▶ **Source**:
From   Partho Sarkar <partho.ss+lists@gmail.com>
To   statalist@hsphsun2.harvard.edu
Subject   Re: st: how can i make my loop run faster?
Date   Tue, 20 Sep 2011 10:03:04 +0530

I guess Stefano might have solved his problem by now, but just to
complete this, here is a post by  Brian R. Landy from an older thread
which gives the complete code for -rolling-, including merging the
results files.

http://www.stata.com/statalist/archive/2009-09/msg01239.html

The thread also points out the speed problems with rolling for panel data.

P.Sarkar

On Mon, Sep 19, 2011 at 10:18 PM, Partho Sarkar
<partho.ss+lists@gmail.com> wrote:
> Sorry, I made a mistake in that post. -rolling- will only work on one
> panel at a time, So you could do :
>
> levelsof firm==`z', local(firms)
> foreach j of local firms {
> rolling _b if firm=`j',w(20)  saving(tryroll`j'): regress y x
> }
>
> Partho
>
> On Mon, Sep 19, 2011 at 10:02 PM, Partho Sarkar
> <partho.ss+lists@gmail.com> wrote:
>> I think the  -rolling- time series command can help do this.  E.g.
>> once you a) tsset the panel as before, and b) sort the dataset by
>> -sort panelvar datevar-
>>
>> rolling _b,w(20)  saving(tryroll): regress y x
>>
>> would divide up your entire time span into overlapping windows of
>> width 20, run a regression for each panel in each window, and save the
>> panel ids, the start & end of each window, and the regression
>> coefficients, in a Stata data file called "tryroll".
>>
>> See -help rolling- and the manual entry for details & examples.  Given
>> your special requirements, you will probably have to do this in 2 or
>> more steps, and manipulate the results further to get exactly what you
>> want.
>>
>> Partho
>>
>> On Mon, Sep 19, 2011 at 8:20 PM, Stefano Rossi <sr525@cornell.edu> wrote:
>>> Partho,
>>>
>>> Many thanks for this, it is very helpful.
>>>
>>> This raises one question, though: a crucial part of my procedure is that I need to run regressions only on 12 observations for each firm-period pair; that is, if a firm i has data back to period t=-50, say, I still have to run the regression only on the 12 observations from -1 to -12, ignoring all others.  This worked well with my loop, but I do not see readily how to do this with statsby.  Can you please advise?

[Records of labeled points]
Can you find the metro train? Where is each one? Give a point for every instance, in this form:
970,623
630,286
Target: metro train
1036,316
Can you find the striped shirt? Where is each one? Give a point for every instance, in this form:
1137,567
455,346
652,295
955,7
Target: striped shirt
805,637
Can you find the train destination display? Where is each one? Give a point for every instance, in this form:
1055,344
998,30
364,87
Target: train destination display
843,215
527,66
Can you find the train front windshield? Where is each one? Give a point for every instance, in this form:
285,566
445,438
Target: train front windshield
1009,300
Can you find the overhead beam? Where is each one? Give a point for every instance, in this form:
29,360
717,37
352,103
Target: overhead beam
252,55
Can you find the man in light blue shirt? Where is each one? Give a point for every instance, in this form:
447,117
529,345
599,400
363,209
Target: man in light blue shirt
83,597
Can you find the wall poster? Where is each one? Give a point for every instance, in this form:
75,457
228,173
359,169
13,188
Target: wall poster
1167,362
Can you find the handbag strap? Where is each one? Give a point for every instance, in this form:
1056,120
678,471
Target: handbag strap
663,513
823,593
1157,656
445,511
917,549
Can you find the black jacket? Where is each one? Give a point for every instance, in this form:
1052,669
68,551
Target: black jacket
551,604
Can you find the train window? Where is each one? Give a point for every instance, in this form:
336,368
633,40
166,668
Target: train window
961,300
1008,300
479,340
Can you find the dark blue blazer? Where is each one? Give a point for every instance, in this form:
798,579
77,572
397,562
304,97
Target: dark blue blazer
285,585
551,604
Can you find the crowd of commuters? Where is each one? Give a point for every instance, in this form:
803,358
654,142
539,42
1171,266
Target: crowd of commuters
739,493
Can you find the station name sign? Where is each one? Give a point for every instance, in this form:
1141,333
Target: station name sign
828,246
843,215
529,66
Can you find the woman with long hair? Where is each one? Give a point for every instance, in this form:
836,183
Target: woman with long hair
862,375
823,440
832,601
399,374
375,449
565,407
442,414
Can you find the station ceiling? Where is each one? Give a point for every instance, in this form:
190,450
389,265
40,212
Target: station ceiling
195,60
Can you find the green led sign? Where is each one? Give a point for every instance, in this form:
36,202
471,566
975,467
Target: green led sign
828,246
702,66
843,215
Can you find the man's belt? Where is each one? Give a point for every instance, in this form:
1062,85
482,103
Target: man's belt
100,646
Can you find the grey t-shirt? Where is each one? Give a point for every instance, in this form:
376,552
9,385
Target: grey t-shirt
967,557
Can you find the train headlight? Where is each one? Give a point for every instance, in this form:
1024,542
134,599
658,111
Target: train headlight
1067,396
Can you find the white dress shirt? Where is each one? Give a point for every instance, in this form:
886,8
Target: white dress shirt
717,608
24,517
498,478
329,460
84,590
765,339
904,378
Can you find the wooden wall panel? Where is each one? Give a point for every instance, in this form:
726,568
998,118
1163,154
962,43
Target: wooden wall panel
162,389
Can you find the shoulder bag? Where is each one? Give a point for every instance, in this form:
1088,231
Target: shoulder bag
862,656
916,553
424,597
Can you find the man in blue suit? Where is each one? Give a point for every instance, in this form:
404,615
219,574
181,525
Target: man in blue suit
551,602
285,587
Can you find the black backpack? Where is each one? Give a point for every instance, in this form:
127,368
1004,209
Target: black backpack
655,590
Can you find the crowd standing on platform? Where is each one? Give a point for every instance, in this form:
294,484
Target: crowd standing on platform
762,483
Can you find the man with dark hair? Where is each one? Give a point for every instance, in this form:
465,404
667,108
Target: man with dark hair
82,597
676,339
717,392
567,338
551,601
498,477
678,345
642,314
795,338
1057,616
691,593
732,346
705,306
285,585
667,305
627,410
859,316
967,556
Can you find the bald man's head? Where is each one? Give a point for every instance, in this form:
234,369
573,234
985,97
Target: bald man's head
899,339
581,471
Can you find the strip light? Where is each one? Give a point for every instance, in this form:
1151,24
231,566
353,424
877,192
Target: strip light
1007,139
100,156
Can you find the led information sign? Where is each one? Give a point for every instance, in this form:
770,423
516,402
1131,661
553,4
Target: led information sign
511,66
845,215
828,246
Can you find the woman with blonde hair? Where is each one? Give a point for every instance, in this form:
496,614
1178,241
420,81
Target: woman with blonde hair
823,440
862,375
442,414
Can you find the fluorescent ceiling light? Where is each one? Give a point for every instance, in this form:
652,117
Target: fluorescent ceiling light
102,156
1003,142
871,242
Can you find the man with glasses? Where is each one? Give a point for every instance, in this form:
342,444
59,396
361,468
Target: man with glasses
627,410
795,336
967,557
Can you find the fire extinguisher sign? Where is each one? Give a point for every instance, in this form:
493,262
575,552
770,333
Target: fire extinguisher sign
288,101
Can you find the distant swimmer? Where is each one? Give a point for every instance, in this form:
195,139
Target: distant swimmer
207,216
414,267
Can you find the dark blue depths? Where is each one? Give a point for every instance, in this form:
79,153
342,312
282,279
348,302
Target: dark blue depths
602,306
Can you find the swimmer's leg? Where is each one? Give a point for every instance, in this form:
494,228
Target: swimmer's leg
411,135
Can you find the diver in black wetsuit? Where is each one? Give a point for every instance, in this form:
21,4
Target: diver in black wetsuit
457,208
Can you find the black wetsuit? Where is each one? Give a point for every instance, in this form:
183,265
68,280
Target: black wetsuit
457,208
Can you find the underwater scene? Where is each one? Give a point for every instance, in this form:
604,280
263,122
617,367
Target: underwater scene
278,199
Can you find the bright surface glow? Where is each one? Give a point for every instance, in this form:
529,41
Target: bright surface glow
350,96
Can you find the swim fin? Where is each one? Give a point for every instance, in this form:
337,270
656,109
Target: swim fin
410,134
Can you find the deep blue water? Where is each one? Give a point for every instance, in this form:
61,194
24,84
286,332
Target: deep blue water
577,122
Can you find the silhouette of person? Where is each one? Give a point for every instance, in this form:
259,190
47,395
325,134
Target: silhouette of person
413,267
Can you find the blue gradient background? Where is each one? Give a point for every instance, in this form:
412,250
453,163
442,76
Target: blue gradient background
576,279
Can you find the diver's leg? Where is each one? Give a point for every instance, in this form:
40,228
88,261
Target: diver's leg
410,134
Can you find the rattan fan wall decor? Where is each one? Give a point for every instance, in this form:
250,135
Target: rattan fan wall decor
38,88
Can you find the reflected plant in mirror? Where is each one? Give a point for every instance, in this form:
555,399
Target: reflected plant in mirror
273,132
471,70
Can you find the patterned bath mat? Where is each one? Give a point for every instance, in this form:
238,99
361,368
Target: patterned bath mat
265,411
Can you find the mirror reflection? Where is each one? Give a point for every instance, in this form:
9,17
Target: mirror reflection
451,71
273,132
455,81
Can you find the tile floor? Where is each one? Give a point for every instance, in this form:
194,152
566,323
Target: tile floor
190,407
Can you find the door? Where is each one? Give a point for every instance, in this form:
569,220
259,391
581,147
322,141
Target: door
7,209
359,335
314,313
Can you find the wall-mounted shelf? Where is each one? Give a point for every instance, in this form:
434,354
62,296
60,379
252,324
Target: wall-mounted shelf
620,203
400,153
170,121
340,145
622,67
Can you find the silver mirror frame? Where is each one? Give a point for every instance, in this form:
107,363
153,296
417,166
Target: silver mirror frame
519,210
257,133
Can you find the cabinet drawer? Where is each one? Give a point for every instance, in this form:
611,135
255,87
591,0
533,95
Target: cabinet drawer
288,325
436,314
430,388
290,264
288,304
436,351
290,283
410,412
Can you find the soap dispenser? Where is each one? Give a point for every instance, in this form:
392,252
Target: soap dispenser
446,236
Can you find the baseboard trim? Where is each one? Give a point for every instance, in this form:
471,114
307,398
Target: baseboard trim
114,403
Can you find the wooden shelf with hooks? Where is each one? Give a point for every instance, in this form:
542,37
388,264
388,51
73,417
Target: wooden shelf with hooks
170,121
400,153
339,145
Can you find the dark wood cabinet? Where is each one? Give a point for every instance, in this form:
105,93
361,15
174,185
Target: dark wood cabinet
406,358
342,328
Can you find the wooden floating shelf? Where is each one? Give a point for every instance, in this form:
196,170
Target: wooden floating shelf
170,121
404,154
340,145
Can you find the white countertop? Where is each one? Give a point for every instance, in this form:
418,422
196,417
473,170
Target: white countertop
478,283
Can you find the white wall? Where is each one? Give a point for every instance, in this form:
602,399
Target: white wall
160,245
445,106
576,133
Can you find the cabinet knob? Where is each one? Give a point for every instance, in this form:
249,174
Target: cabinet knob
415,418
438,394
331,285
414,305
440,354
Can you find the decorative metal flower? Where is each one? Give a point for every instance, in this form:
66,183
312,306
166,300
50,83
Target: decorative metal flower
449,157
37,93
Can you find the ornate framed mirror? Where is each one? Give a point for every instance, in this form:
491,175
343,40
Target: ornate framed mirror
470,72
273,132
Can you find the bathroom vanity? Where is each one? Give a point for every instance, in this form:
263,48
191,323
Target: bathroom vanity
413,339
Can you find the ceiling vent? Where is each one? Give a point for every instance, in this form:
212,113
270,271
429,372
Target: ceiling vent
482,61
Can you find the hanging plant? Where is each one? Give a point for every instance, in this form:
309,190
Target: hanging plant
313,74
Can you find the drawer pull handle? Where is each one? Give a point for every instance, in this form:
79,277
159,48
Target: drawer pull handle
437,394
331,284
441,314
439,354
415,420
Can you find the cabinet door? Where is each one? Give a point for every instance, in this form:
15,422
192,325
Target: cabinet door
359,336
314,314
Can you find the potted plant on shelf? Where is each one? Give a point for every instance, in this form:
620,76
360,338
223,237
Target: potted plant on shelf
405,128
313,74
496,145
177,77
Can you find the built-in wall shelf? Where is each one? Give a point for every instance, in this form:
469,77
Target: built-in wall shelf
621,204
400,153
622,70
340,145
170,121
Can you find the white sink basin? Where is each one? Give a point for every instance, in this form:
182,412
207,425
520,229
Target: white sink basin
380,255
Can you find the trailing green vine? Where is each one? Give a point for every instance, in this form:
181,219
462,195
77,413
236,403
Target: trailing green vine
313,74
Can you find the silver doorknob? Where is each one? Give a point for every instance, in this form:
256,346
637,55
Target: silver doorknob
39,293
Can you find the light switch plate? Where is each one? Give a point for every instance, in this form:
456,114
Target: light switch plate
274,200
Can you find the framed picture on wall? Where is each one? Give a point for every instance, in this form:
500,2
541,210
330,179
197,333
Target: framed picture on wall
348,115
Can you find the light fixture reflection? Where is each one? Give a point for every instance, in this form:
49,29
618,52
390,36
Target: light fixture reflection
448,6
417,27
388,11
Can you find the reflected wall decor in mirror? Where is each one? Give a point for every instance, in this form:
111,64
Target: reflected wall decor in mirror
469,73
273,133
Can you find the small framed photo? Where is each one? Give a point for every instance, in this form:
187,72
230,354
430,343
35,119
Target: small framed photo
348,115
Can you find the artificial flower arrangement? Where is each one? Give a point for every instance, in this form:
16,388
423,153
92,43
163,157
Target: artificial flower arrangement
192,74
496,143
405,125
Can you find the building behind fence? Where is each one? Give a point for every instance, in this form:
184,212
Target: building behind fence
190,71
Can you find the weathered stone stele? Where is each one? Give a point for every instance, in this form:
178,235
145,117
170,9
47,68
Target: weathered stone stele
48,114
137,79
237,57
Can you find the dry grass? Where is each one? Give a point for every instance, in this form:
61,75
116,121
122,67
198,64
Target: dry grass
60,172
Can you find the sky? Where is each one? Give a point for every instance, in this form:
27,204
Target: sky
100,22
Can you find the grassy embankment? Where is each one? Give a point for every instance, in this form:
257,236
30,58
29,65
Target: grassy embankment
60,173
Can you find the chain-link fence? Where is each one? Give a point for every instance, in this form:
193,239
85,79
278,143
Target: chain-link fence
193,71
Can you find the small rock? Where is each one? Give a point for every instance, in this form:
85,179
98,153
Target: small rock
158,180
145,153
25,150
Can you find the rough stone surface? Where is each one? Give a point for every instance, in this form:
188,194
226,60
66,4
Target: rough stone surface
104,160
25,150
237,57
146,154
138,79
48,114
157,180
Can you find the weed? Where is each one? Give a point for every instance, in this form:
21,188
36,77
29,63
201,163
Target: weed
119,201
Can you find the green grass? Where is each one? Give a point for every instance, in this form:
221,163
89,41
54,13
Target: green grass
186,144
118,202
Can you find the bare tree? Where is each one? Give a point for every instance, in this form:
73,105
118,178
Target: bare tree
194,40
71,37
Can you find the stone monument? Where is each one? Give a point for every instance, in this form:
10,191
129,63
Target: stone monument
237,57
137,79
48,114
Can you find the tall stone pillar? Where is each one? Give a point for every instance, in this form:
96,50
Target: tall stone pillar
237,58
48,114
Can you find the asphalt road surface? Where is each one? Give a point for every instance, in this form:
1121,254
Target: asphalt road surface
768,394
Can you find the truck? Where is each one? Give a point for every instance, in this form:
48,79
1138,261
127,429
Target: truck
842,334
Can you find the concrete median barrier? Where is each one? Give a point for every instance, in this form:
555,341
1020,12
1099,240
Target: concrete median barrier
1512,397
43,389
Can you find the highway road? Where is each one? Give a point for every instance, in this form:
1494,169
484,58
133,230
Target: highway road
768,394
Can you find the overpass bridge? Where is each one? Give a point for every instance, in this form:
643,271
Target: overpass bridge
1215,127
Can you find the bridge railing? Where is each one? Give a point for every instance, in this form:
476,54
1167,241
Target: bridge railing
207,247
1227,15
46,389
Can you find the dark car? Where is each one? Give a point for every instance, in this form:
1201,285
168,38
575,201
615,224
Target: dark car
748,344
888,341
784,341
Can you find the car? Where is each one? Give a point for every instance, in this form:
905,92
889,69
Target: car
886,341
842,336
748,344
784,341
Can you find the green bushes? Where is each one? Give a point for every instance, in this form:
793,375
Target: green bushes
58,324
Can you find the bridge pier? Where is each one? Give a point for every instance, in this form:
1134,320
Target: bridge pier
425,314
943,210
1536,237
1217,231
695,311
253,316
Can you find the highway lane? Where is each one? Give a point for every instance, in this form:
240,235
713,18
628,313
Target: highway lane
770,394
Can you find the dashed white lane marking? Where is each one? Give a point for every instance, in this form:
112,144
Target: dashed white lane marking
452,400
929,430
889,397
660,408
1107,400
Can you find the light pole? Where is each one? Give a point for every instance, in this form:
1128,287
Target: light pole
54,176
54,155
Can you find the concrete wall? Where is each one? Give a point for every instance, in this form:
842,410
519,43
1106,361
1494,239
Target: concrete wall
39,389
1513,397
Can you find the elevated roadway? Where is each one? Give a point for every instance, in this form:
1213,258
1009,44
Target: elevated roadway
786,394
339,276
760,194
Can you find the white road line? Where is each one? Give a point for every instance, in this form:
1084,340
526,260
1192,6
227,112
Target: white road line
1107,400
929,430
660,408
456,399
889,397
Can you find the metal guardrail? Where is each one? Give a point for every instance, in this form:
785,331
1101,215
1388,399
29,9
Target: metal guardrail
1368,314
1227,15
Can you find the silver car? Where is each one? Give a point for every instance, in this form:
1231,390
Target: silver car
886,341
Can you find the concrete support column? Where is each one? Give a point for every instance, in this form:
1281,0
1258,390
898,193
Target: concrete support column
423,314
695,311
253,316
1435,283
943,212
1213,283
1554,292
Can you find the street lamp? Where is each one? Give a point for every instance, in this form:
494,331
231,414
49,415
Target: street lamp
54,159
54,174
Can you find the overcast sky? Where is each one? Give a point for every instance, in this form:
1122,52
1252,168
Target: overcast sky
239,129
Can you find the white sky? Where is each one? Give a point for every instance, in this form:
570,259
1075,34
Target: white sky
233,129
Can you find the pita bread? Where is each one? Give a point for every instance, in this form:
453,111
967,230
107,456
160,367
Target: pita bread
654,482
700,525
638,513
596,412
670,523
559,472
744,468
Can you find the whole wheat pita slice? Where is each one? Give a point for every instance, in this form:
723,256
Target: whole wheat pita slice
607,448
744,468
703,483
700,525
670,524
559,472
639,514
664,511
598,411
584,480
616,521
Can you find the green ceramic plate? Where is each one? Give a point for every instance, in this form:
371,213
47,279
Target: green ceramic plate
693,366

▶ **Written task**:
In the Stata mailing-list thread, how many observations does Stefano Rossi say he needs each regression to use for each firm-period pair? Please answer briefly.

▶ **Answer to this task**:
12 observations, from period -1 to -12.